● **Written task**:
Print the listing below verbatim from start to finish, omitting the pictures.

========

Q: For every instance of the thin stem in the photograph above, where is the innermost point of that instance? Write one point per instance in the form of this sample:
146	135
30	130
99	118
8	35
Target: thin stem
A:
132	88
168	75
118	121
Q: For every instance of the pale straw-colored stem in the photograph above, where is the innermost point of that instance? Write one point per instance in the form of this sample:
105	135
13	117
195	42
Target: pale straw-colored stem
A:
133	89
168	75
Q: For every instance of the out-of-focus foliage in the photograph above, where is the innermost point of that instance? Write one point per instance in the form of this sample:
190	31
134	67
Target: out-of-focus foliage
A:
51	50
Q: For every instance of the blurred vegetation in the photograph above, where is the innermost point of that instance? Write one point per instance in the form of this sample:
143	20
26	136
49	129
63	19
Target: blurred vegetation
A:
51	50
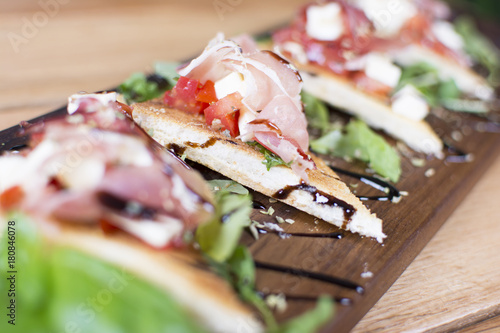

========

● **Solution to this task**:
Q: For every instance of the thin stem in the photograph above, where is the innermost point of that instance? Write one point per instance in the form of this sample:
146	135
30	130
99	118
8	35
Target: thin stem
A:
132	88
168	75
118	121
Q: For every instance of the pale straw-colored stem in the photograph above, where is the innermost point of that instance? Write one point per instance in the form of this sample:
105	135
13	117
195	42
Target: pale straw-colored stem
A:
133	89
168	75
Q: For every instance of the out-of-focus foliage in the photograph above, where is the innermost point of that instance? Write one point per instance in the form of this sample:
190	31
134	67
Target: out-of-focus foliage
A:
51	50
Q: For every instance of the blurred vegetation in the photograph above, where is the innermost point of that instance? Write one point per instance in the form of this sample:
143	20
26	136
49	129
63	19
Target: blurred vegetation
A:
51	50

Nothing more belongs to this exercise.